## [Passage shown]
Before 16 June 2015 and following an impact assessment, the Commission shall adopt measures setting out modalities to be followed in applying the differentiation of the infrastructure charge according to a time-frame consistent with the ERTMS European Deployment Plan established under Decision 2009/561/EC and ensuring that it does not result in any overall change in revenue for the infrastructure manager. Those implementing measures shall adapt the modalities of the differentiation applicable to trains operating local and regional services using a limited section of the railway corridors specified in Decision 2009/561/EC. Those implementing acts shall be adopted in accordance with the examination procedure referred to in Article 62(3). They shall not result in the undue distortion of competition between railway undertakings or affect the overall competitiveness of the rail sector.

5. To prevent discrimination, Member States shall ensure that any given infrastructure manager's average and marginal charges for equivalent use of its infrastructure are comparable and that comparable services in the same market segment are subject to the same charges. The infrastructure manager shall show in the network statement that the charging system meets these requirements in so far as this can be done without disclosing confidential business information.

## [Provided records]
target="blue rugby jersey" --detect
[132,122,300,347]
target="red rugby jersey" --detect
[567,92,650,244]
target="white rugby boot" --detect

## [Exercise requirements]
• A. Output the passage about rail infrastructure charges word for word, beginning at the words "Before 16 June" and stopping after "the rail sector.".
• B. According to the passage about rail infrastructure charges, where must the infrastructure manager show that the charging system meets the non-discrimination requirements?
Rely only on the passage about rail infrastructure charges, not on the records.

## [Task solutions]
• A.
Before 16 June 2015 and following an impact assessment, the Commission shall adopt measures setting out modalities to be followed in applying the differentiation of the infrastructure charge according to a time-frame consistent with the ERTMS European Deployment Plan established under Decision 2009/561/EC and ensuring that it does not result in any overall change in revenue for the infrastructure manager. Those implementing measures shall adapt the modalities of the differentiation applicable to trains operating local and regional services using a limited section of the railway corridors specified in Decision 2009/561/EC. Those implementing acts shall be adopted in accordance with the examination procedure referred to in Article 62(3). They shall not result in the undue distortion of competition between railway undertakings or affect the overall competitiveness of the rail sector.

• B. In the network statement.